◆ EXERCISE TASK 1: Copy the passage of the Qigong text between "We align ourselves" and "your chi flow.", inclusive.
◆ EXERCISE TASK 2: In the Qigong text, turn the paragraph starting "Proper alignment means" into a short list that keeps its main facts.
◆ EXERCISE TASK 3: Go on with the Qigong text, picking up from its last line.

◆ GIVEN TEXT:
═══
The “Three Intentful Corrections,” mentioned in my last post, are an essential starting point for every Qigong practice session.

We align ourselves with the forces of heaven and earth, take some deep abdominal breaths and stay present with whatever arises in the present moment.

Proper alignment means having spine erect but relaxed, knees slightly bent, head centered, and shoulders straight but relaxed. The theory is that energy flows more smoothly in a straight line, so the better your posture, the more efficient your chi flow.

Good posture may not be a cure all, but it does help correct bad habits that often lead to chronic aches, pains and fatigue.


Thursday, August 4th, 2011

There are thousands of forms of Qigong and Tai Chi, but just a few core principles that are common to all.  The most basic are what my main teacher, Roger Jahnke,  calls the “Three Intentful Corrections.” They are: allignment, mind/consciousness, and breath.
═══
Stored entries
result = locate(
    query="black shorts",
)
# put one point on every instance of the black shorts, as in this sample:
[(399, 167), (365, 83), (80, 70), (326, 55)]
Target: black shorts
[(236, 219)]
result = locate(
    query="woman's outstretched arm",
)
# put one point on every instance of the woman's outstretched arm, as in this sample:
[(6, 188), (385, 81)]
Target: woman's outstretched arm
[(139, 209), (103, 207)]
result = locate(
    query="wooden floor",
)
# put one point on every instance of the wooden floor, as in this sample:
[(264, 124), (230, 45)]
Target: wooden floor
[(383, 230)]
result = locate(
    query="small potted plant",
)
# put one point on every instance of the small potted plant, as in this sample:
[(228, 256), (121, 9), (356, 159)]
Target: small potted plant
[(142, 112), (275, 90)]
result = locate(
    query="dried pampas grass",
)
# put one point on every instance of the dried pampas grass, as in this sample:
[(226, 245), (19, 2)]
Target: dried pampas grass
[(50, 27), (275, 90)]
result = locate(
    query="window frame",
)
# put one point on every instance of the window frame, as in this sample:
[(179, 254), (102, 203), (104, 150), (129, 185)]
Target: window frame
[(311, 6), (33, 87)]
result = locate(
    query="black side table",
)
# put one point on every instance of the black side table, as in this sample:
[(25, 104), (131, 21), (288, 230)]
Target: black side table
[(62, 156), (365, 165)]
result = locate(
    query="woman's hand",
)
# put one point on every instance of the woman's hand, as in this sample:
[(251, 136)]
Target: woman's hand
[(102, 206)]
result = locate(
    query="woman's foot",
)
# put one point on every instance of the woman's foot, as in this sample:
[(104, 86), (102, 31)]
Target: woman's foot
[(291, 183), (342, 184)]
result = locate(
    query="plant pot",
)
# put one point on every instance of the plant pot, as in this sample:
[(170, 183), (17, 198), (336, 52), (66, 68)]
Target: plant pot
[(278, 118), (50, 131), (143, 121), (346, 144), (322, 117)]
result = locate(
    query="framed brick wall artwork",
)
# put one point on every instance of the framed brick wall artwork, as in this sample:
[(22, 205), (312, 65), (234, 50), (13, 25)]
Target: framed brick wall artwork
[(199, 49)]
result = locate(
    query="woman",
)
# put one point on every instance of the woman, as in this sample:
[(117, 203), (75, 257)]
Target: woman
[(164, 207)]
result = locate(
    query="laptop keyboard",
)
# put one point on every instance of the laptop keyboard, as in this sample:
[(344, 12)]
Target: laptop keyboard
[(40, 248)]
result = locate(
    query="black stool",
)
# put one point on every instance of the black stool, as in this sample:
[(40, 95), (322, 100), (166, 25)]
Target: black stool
═══
◆ TASK OUTPUT 1:
We align ourselves with the forces of heaven and earth, take some deep abdominal breaths and stay present with whatever arises in the present moment.

Proper alignment means having spine erect but relaxed, knees slightly bent, head centered, and shoulders straight but relaxed. The theory is that energy flows more smoothly in a straight line, so the better your posture, the more efficient your chi flow.

◆ TASK OUTPUT 2:
- Spine erect but relaxed
- Knees slightly bent
- Head centered
- Shoulders straight but relaxed
- Theory: energy flows more smoothly in a straight line, so better posture means more efficient chi flow

◆ TASK OUTPUT 3:
The first one I want to talk about is breath.  Just taking a few deep abdominal breaths is almost guaranteed to make you feel more relaxed and able to focus, calmly, on the present moment.  Too often in our daily lives we tend to breathe in a shallow way.  This deprives the body of the fuel it needs for cell repair, and increases the mental and physical effects of stress.

Taking a few deep, full breaths periodically throughout the day can produce significant health benefits and enhance your overall feeling of well being — even if you don’t have a regular Qigong practice.